- **PROBLEM TO SOLVE**
From the passage on p53 and survivin below, list every percentage it gives, in the order they appear.

There are several genes that play a role in the control of the G2/M phase of the cell cycle that are repressed following induction of wild type p53. Survivin is identified as a gene that is potently repressed at both the RNA and protein levels [3,30]. In the present study, we investigated this interplay at the protein level. Immunoreactivity of p53 was characterized by a predominance of moderate and strong intensity (20/31 cases, 64.5%) over mild intensity (8/31 cases. 25.8%). However, mild intensity of survivin staining dominated (22/31 cases; 71%). By comparison, moderate and strong p53 immunopositivity was accompanied by mild survivin immunopositivity in 16 cases (51.6%). Equal intensity of p53 and survivin was detected in 14 cases (45.2%). Only one case (3.2%) showed no p53 expression accompanied by mild intensity of survivin reaction (Table 4). Our immunohistochemical findings indicated that there are statistically significant differences between the expression intensity of both examined proteins (P<.05).

Point location data
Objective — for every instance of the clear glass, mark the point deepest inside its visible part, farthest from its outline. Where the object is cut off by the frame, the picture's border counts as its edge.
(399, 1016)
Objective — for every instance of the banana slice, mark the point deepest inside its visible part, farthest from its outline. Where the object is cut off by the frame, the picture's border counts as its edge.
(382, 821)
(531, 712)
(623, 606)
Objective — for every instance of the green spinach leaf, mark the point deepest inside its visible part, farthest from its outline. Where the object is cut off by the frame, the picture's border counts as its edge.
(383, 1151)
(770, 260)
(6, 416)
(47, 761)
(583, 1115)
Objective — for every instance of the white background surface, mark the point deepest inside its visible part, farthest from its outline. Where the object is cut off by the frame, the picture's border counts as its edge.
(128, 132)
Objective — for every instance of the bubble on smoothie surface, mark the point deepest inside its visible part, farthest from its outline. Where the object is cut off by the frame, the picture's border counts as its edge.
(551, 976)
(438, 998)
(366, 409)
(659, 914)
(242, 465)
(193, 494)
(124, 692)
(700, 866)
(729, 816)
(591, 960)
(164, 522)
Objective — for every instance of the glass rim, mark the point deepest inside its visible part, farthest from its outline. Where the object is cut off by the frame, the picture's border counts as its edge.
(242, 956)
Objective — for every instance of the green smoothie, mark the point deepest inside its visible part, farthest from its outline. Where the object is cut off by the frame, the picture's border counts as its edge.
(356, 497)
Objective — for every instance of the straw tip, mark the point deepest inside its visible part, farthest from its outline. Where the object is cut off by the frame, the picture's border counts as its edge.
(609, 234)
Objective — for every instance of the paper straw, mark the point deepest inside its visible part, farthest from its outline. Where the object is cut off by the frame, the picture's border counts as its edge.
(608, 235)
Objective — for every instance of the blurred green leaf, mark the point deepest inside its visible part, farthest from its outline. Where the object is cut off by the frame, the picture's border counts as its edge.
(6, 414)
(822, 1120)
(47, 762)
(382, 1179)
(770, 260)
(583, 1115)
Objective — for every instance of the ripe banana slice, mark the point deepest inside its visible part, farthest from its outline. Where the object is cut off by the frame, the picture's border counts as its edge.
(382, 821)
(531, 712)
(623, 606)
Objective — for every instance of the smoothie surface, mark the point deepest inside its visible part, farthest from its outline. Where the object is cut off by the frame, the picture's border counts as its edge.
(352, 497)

- **OUTPUT FOR THIS TASK**
64.5%, 25.8%, 71%, 51.6%, 45.2%, 3.2%